DIRECTIONS FOR THIS TASK:
Please swap "dot" for "point" throughout the rows below, and reproduce every row with nothing else changed.

============================================================

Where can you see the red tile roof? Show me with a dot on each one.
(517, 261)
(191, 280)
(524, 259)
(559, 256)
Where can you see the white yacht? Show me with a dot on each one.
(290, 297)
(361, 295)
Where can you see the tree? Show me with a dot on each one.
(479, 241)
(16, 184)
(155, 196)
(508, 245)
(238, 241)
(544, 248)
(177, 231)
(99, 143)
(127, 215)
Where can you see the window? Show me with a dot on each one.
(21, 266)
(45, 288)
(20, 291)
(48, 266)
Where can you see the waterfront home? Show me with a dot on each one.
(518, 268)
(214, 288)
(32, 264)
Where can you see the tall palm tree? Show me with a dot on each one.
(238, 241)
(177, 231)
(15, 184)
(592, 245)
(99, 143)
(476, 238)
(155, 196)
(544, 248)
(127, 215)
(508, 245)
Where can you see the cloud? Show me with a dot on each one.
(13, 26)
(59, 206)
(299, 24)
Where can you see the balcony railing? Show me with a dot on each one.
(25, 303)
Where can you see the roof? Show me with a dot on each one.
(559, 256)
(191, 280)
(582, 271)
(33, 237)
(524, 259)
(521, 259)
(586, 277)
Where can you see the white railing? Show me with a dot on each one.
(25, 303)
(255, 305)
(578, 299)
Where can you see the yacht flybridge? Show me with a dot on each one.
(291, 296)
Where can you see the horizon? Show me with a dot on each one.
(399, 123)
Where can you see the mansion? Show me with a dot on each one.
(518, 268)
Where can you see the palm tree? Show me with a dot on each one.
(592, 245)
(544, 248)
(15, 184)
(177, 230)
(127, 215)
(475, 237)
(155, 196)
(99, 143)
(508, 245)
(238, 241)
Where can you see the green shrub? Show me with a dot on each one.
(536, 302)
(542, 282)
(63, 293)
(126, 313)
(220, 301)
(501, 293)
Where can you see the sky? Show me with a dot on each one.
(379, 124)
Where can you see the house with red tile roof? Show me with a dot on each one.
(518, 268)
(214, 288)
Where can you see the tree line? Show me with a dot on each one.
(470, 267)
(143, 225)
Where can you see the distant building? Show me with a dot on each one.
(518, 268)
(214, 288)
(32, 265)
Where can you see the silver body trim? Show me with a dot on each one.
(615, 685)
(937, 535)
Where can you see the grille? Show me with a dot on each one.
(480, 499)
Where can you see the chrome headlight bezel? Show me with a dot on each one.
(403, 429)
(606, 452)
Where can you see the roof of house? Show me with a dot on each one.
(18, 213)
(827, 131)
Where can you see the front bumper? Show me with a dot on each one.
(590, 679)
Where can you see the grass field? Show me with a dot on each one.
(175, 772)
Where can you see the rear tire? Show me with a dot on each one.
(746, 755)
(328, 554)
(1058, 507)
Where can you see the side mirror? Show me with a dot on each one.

============================================================

EXERCISE RESULT:
Where can you see the red tile roof? Show me with a point on each one.
(517, 261)
(191, 280)
(524, 259)
(559, 256)
Where can you see the white yacht? Show me with a point on each one.
(290, 297)
(361, 295)
Where can you see the tree? Show me with a point on each one.
(479, 241)
(16, 184)
(155, 196)
(508, 245)
(238, 241)
(544, 248)
(177, 231)
(99, 143)
(127, 215)
Where can you see the window? Show me with a point on each one.
(21, 266)
(45, 288)
(20, 291)
(48, 266)
Where can you see the waterfront home? Show me with a point on each one.
(518, 268)
(214, 288)
(32, 264)
Where can you see the tall palm tree? Show me with a point on each one.
(238, 241)
(177, 231)
(15, 184)
(592, 245)
(99, 143)
(476, 238)
(155, 196)
(544, 248)
(127, 215)
(508, 245)
Where can you see the cloud? Show me with a point on each one.
(13, 26)
(59, 206)
(299, 24)
Where can you see the balcony railing? Show me with a point on each one.
(25, 303)
Where can you see the roof? Show me with a point on each one.
(559, 256)
(191, 280)
(582, 271)
(33, 237)
(524, 259)
(521, 259)
(586, 277)
Where can you see the white railing? Show me with a point on each one.
(25, 303)
(255, 305)
(578, 299)
Where can you see the yacht flybridge? Show me with a point on each one.
(291, 296)
Where can you see the horizon? Show me with a point on each one.
(399, 123)
Where can you see the mansion? Show me with a point on each one.
(518, 268)
Where can you see the palm tree? Show me with a point on each one.
(592, 245)
(544, 248)
(15, 184)
(177, 230)
(127, 215)
(475, 237)
(155, 196)
(99, 143)
(508, 245)
(238, 241)
Where can you see the green shrub? Show me with a point on each one.
(536, 302)
(542, 282)
(63, 293)
(126, 313)
(220, 301)
(501, 293)
Where can you see the sky? Show me with a point on each one.
(379, 124)
Where can you see the house with red tile roof? Show me with a point on each one.
(518, 268)
(214, 288)
Where can you see the tree line? Show me with a point on each one.
(470, 267)
(143, 225)
Where can you see the distant building? Show me with a point on each one.
(518, 268)
(214, 288)
(32, 265)
Where can you see the silver body trim? Show me with a point on each one.
(615, 685)
(937, 535)
Where can you see the grille? Show me with a point on each one.
(480, 499)
Where can you see the chrome headlight bezel? Show me with a point on each one.
(403, 429)
(606, 452)
Where can you see the roof of house? Show me with a point on each one.
(18, 213)
(827, 131)
Where can you see the front bumper? Show me with a point on each one.
(590, 679)
Where can you see the grass field? Show me with a point on each one.
(175, 772)
Where can you see the rear tire? Show me with a point on each one.
(746, 755)
(328, 554)
(1058, 507)
Where can you see the side mirror? Show me with a point on each one.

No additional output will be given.